▸ **Activity**: Filter by the string "truck": return the lines of the material that contain it.

▸ **Recorded data**:
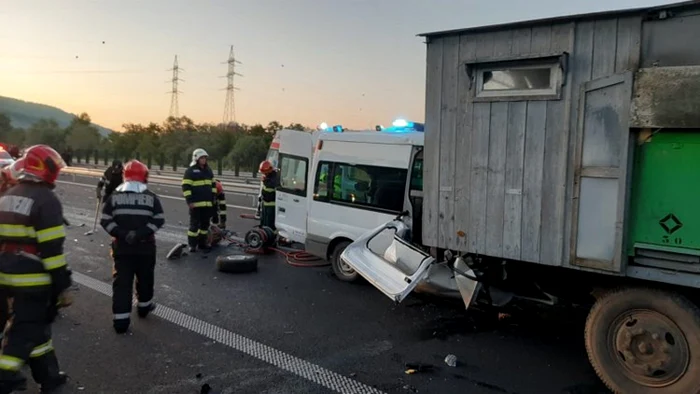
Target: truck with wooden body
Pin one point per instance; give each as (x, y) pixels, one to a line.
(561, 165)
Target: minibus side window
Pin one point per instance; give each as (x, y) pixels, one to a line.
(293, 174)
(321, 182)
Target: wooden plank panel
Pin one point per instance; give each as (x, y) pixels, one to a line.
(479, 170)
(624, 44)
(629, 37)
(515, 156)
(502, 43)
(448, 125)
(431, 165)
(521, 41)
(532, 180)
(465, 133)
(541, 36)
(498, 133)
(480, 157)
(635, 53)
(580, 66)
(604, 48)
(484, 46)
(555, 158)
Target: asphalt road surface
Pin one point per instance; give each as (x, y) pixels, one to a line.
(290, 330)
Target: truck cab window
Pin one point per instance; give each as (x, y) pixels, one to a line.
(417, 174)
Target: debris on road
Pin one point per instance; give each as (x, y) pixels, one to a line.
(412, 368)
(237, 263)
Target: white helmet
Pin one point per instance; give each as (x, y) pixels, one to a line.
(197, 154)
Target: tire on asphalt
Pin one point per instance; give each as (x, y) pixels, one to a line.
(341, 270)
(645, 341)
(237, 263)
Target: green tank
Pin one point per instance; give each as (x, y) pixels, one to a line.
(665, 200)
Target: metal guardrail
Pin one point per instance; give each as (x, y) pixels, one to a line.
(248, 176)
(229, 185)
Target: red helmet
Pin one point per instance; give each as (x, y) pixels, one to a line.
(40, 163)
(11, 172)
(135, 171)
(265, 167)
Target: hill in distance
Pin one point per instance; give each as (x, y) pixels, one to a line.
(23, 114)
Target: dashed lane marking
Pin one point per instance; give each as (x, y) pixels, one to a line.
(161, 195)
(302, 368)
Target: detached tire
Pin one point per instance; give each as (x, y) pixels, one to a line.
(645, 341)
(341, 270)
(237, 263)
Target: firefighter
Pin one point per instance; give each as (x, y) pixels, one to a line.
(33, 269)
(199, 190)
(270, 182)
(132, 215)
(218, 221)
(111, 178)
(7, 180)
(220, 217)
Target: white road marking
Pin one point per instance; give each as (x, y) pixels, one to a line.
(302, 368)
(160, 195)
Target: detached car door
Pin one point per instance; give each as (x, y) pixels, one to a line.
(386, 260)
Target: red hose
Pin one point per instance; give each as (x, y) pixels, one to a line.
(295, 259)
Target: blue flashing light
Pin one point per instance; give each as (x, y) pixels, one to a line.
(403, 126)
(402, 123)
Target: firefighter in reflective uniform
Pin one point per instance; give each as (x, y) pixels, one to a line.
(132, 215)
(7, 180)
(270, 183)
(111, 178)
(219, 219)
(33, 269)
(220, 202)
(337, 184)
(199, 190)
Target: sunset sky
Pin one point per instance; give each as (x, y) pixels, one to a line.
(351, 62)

...

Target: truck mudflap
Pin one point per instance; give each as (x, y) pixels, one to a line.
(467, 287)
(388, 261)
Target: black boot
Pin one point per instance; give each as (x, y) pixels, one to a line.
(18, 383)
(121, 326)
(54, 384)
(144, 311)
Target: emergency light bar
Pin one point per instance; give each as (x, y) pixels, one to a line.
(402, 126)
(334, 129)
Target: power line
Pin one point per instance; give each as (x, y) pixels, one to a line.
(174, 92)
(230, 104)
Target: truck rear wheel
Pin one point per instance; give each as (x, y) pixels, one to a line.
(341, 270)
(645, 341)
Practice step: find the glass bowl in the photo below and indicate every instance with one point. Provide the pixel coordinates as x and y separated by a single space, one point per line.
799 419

==

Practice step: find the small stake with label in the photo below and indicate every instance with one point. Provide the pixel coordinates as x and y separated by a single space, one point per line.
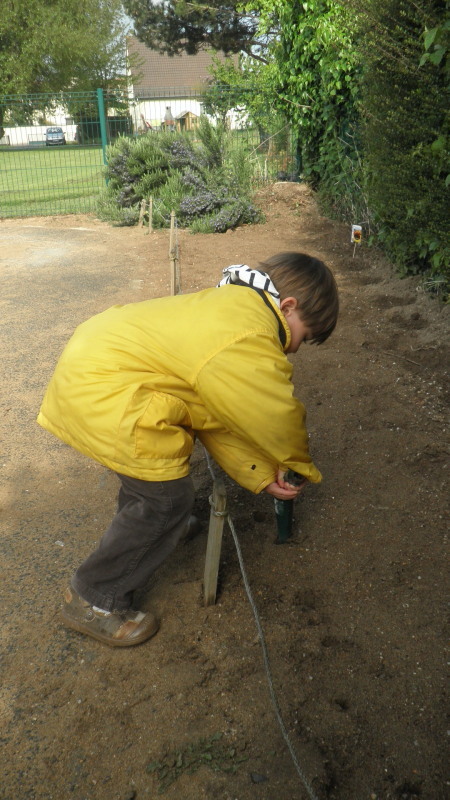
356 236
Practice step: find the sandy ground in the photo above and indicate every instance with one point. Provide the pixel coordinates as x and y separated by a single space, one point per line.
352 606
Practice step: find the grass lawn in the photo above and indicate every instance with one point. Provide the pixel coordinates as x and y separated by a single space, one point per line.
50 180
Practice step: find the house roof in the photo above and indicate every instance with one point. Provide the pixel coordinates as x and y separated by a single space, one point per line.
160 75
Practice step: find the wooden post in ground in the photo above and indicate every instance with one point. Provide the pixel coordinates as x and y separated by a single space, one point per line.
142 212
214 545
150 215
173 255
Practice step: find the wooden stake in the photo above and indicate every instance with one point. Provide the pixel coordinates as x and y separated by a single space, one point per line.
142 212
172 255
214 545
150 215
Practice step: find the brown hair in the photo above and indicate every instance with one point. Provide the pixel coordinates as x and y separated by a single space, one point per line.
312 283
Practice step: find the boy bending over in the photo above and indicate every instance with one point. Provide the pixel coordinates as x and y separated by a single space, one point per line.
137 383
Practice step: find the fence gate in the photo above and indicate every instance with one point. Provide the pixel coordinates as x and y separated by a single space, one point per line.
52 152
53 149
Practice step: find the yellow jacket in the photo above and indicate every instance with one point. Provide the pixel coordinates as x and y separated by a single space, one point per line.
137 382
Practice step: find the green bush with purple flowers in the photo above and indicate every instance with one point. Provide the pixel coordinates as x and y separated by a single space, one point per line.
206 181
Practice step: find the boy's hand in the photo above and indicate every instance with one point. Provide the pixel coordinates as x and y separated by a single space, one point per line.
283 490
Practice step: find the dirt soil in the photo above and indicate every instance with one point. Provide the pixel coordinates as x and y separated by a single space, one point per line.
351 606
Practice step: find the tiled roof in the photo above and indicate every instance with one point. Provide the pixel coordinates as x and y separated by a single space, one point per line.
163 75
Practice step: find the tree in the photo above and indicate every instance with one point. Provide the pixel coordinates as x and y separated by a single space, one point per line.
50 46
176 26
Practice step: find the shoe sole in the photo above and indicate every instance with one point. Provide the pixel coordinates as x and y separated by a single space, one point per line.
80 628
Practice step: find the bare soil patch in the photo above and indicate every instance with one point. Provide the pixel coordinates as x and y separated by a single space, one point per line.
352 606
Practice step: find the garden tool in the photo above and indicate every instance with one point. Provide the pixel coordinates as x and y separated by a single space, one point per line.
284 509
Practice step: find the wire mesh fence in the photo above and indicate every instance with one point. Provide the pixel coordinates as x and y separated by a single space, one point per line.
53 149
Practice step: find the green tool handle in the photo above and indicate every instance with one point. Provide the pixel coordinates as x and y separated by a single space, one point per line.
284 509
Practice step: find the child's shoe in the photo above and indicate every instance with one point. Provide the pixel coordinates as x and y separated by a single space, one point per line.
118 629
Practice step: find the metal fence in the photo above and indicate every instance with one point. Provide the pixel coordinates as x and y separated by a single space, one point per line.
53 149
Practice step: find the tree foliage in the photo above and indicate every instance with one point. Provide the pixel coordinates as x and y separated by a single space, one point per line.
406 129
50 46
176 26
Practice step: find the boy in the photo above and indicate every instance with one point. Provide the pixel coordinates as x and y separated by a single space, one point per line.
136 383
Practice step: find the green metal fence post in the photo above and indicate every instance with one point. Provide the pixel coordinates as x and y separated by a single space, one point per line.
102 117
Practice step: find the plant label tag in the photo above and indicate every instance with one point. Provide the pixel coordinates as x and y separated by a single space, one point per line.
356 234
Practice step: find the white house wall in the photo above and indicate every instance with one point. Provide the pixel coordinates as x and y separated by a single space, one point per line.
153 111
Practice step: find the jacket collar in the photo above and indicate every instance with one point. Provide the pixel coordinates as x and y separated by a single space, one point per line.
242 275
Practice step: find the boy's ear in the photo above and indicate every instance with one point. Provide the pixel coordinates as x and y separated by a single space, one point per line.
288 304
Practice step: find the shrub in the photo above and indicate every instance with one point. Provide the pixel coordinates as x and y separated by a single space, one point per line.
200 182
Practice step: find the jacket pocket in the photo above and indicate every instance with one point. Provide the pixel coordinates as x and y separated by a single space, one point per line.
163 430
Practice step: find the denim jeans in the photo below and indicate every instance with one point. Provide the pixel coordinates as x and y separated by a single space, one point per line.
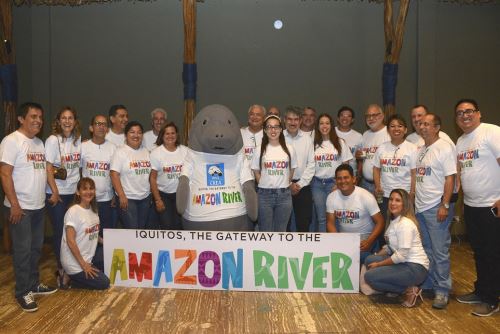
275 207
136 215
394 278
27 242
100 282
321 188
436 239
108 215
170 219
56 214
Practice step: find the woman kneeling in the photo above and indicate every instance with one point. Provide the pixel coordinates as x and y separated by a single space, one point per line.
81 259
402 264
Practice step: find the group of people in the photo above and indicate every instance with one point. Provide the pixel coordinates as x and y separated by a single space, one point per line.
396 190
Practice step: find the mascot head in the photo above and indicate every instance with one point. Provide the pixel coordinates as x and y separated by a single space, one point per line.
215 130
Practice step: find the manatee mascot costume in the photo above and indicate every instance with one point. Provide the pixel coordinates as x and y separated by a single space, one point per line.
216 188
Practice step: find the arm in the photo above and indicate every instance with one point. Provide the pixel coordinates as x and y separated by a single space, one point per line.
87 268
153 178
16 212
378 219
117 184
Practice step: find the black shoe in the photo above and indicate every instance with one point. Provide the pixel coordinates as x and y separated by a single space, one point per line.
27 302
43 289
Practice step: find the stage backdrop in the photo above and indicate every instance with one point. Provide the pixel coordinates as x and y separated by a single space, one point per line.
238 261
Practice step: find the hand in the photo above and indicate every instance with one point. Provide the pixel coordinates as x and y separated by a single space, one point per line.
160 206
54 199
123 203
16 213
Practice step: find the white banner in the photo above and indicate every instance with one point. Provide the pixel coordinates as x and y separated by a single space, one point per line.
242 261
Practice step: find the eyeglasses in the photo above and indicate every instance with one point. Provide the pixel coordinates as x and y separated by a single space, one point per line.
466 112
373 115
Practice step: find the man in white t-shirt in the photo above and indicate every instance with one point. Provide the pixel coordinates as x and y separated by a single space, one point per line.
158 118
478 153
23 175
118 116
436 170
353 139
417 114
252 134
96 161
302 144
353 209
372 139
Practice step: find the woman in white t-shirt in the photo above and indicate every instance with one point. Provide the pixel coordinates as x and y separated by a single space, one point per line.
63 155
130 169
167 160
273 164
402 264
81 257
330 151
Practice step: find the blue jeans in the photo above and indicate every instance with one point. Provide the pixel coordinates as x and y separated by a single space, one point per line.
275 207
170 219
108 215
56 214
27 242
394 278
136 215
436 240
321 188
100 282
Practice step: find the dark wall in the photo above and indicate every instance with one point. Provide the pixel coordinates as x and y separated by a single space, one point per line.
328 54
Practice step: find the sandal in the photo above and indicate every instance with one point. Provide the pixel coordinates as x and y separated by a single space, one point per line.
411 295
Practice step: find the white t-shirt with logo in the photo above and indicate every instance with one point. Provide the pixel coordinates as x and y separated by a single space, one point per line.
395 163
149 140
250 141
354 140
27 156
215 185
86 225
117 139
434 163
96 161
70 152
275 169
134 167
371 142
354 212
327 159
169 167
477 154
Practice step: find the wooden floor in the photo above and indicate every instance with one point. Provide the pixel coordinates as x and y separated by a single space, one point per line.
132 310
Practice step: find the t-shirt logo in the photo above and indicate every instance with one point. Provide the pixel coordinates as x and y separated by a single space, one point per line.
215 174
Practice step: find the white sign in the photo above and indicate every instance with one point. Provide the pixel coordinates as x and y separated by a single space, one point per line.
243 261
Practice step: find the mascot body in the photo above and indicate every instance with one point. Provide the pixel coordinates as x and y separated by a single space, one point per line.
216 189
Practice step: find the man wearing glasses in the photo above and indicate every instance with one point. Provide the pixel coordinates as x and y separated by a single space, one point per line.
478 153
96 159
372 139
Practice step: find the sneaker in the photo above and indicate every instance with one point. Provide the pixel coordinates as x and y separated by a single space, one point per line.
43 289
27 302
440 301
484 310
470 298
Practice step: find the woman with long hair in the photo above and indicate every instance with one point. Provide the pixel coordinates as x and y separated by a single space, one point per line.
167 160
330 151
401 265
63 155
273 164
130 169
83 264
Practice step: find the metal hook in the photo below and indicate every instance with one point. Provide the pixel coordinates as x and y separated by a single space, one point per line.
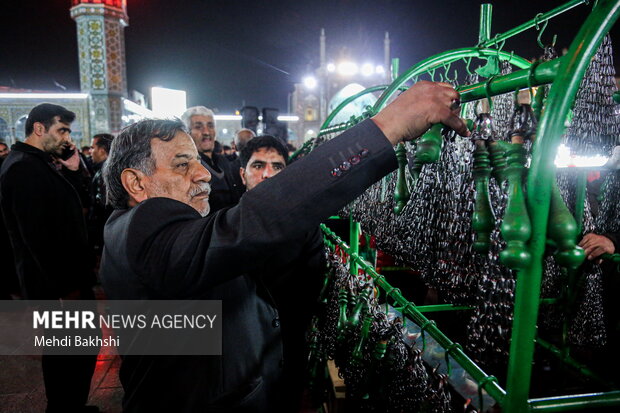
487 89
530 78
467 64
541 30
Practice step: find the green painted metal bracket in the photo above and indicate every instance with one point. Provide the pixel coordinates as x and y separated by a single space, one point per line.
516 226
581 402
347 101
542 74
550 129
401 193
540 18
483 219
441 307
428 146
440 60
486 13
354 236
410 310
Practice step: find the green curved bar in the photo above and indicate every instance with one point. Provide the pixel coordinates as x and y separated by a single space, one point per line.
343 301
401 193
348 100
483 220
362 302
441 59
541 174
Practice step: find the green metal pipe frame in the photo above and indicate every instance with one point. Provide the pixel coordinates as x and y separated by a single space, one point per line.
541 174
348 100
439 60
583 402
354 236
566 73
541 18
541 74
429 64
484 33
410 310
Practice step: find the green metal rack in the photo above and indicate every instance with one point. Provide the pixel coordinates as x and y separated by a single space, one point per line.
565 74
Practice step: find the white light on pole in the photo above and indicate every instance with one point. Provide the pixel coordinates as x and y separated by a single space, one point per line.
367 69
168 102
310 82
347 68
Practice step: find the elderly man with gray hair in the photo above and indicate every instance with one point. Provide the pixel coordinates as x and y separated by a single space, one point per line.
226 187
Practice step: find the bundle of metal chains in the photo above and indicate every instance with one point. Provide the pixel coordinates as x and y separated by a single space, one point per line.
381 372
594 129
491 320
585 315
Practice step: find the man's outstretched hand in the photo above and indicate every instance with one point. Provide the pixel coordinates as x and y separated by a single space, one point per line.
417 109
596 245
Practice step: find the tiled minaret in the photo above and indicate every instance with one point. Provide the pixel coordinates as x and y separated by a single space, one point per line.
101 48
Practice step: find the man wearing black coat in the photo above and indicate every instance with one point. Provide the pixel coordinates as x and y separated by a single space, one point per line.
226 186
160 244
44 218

▸ **Result for this task**:
Target: truck with wooden body
Target: truck cab window
Target: truck mudflap
Target: truck rear wheel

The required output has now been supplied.